**Extrait proposé**
□ □ □ □

Le ministre de l'Intérieur Bruno Retailleau à Saint-Herblain en Loire-Atlantique le 28 mars 2025

Le ministre de l'Intérieur Bruno Retailleau à Saint-Herblain en Loire-Atlantique le 28 mars 2025 - Loic VENANCE / AFP

Soucieux d'éviter toute polémique, les proches du locataire de la place Beauvau assurent avoir ériger une frontière nette entre son activité à l'Intérieur et sa candidature pour la présidence du parti de droite. Mais l'entourage de Laurent Wauquiez l'accuse de "tout mélanger".

Mélange des genres ou stricte séparation? À quelques heures de la présentation de son premier bilan six mois après sa nomination au ministère de l'Intérieur ce jeudi, la double casquette de Bruno Retailleau, grand favori pour prendre la tête des Républicains, agace.

Dans les rangs de son concurrent Laurent Wauquiez qui a tenté de marquer des points en proposant d'envoyer les personnes "les plus dangereuses" sous le coup d'OQTF à Saint-Pierre-et-Miquelon ce mardi, on est bien décidé à faire de ce cumul un angle d'attaque.

"Ça me perturbe qu'il utilise sa fonction pour essayer de devenir président de la droite. Ce sont des jobs différents. Il nous dit qu'il n'y a pas de problème. Mais il n'a qu'un seul cerveau, un seul corps. On mélange tout", tance ainsi l'un des proches de Laurent Wauquiez auprès de BFMTV.com.

Remboursement scrupuleux

Réponse du sénateur Les Républicains Marc-Philippe Daubresse, proche de Bruno Retailleau: "Franchement, je ne comprends pas la critique. Quand vous êtes inquiet du résultat du match, vous cherchez un moyen de dénigrer l'autre".

Soucieux d'éviter toute polémique, son cabinet assure s'appliquer une discipline financière particulièment stricte pour séparer sa vie de ministre de sa campagne pour les LR.

Exemple avec son véhicule: une fois rendu là où le ministre de l'Intérieur était attendu comme dans un commissariat, son équipe note scrupuleusement le nombre de kilomètres parcourus.

□ □ □ □

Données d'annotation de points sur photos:
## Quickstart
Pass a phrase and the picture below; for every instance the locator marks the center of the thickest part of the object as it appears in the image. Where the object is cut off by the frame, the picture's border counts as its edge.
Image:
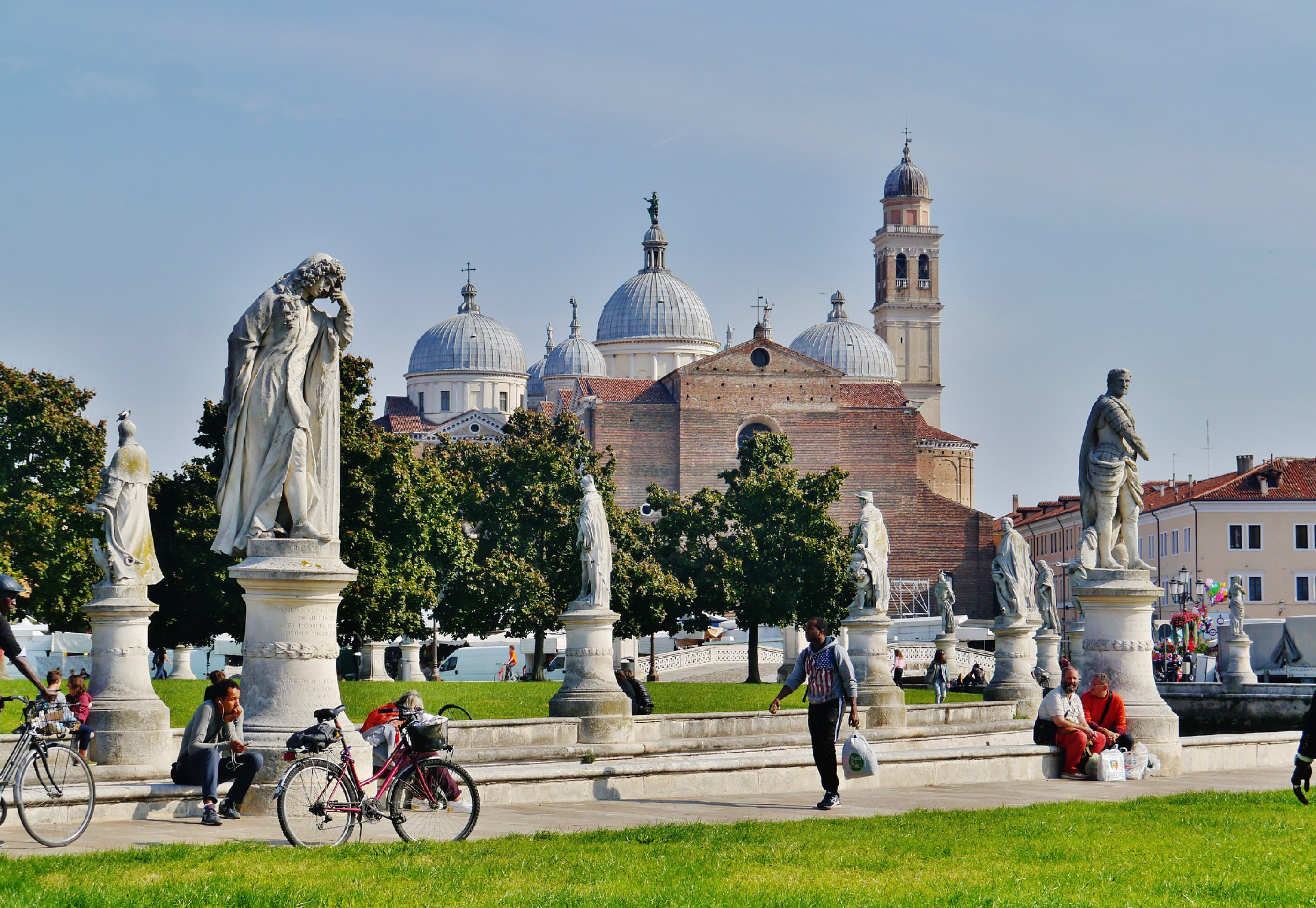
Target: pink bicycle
(424, 795)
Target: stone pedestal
(410, 669)
(1118, 616)
(878, 691)
(1239, 667)
(290, 649)
(131, 723)
(1048, 657)
(182, 665)
(1014, 677)
(589, 687)
(373, 661)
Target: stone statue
(1047, 596)
(1108, 475)
(130, 552)
(944, 595)
(1236, 610)
(1014, 574)
(595, 548)
(281, 387)
(873, 548)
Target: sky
(1126, 184)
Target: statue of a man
(1236, 610)
(870, 541)
(1108, 475)
(1014, 574)
(281, 448)
(595, 548)
(130, 552)
(944, 595)
(1047, 596)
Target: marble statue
(872, 546)
(1236, 610)
(1108, 475)
(1047, 596)
(281, 387)
(1014, 574)
(944, 595)
(595, 548)
(130, 550)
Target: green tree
(50, 460)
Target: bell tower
(907, 306)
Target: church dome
(840, 344)
(906, 181)
(469, 343)
(656, 303)
(576, 356)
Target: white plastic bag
(857, 757)
(1110, 767)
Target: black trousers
(824, 725)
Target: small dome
(906, 181)
(576, 356)
(840, 344)
(469, 343)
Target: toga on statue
(281, 387)
(1014, 574)
(595, 548)
(872, 548)
(1108, 475)
(130, 552)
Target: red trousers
(1074, 743)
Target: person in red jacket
(1105, 711)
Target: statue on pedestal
(281, 387)
(944, 596)
(1108, 477)
(130, 550)
(1014, 574)
(870, 558)
(595, 549)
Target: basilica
(674, 404)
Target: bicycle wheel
(54, 794)
(319, 803)
(423, 811)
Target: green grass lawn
(1186, 851)
(486, 699)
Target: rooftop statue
(1108, 477)
(130, 552)
(281, 387)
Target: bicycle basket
(428, 732)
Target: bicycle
(425, 796)
(53, 789)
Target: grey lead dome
(841, 344)
(469, 343)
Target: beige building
(1257, 523)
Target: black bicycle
(53, 790)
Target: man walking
(827, 666)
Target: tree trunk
(753, 657)
(539, 654)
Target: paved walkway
(617, 815)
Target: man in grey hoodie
(831, 675)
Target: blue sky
(1130, 184)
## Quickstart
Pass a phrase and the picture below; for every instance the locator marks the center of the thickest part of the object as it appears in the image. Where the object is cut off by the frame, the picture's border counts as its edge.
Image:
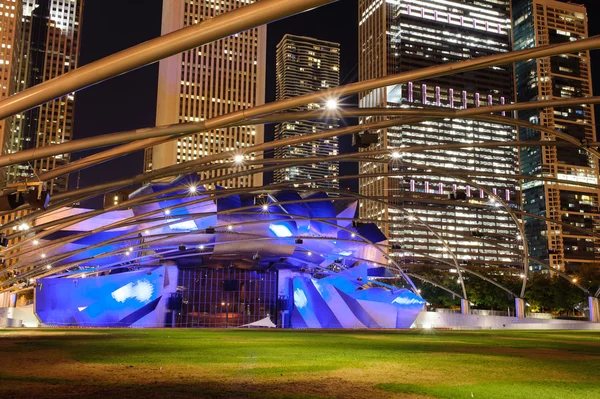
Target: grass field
(299, 364)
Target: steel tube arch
(218, 27)
(436, 112)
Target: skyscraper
(538, 23)
(41, 42)
(221, 77)
(10, 26)
(405, 35)
(306, 65)
(49, 47)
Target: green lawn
(299, 364)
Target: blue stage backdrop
(349, 300)
(129, 299)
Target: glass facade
(405, 35)
(227, 297)
(221, 77)
(543, 22)
(305, 65)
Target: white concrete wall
(470, 322)
(18, 317)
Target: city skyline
(305, 65)
(400, 37)
(199, 84)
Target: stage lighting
(364, 139)
(11, 202)
(38, 201)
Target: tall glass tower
(221, 77)
(41, 42)
(306, 65)
(538, 23)
(403, 35)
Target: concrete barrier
(459, 321)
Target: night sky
(129, 101)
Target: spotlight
(331, 104)
(40, 201)
(11, 202)
(458, 195)
(365, 139)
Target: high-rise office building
(538, 23)
(306, 65)
(40, 41)
(49, 47)
(221, 77)
(10, 27)
(404, 35)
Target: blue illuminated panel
(345, 300)
(119, 300)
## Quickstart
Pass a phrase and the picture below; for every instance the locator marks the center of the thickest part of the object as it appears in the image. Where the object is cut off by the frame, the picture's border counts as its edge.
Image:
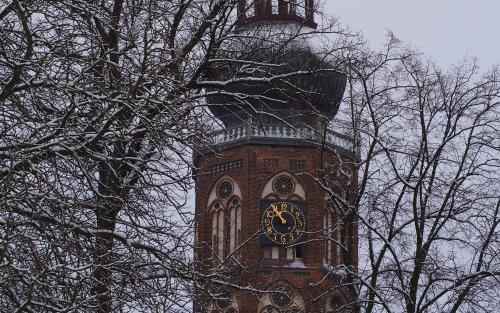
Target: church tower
(270, 224)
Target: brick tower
(269, 222)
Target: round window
(283, 185)
(225, 189)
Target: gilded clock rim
(301, 230)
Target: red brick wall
(252, 177)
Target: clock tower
(271, 221)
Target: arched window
(333, 227)
(225, 211)
(234, 226)
(283, 186)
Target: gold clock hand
(275, 209)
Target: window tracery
(225, 211)
(333, 225)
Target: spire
(300, 11)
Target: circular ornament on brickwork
(336, 303)
(225, 189)
(282, 297)
(284, 185)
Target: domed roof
(273, 68)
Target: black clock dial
(284, 222)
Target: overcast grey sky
(446, 30)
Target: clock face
(284, 222)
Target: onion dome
(271, 69)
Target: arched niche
(282, 297)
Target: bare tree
(102, 104)
(428, 199)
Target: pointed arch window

□ □ □ □

**Travail demandé**
A: Relevez toutes les personnes dont le prénom et le nom figurent dans l'extrait sur Bruno Retailleau, légende de la photo comprise.
B: Prolongez l'extrait sur Bruno Retailleau en reprenant juste après sa dernière phrase.

**Résultats par consigne**
A: Bruno Retailleau, Laurent Wauquiez, Marc-Philippe Daubresse, Loic Venance

B:
Quand Bruno Retailleau reprend la route pour se rendre à un meeting, l'affichage au compteur kilométrique est noté. Les frais kilométriques sont ensuite remboursés sur son budget de campagne.

"On n'a jamais hésité à annuler un déplacement de campagne"

Même topo pour les équipes qui l'entourent. Son entourage explique que les membres de son cabinet ministériel ne participent jamais à des évènements de la campagne du ministre. Ce sont les collaborateurs en charge de sa candidature pour les LR qui sont sur le pont lors des metings.

Mais la distinction est parfois plus difficile à faire comme pour la sécurité. "Cela n'est pas négociable. Il a toujours des gardes du corps et une voiture blindée, où qu'il aille, que ce soit pour un déplacement à titre privé, ministériel ou pour la campagne", explique ainsi l'un de ses conseillers ministériels.

Autre questionnement: la question de sa disponiblité dans ce ministère de l'urgence, avec très peu de temps mort. "On n'a jamais hésité à annuler un déplacement de campagne si cela percute son agenda", défend un proche de Bruno Retailleau.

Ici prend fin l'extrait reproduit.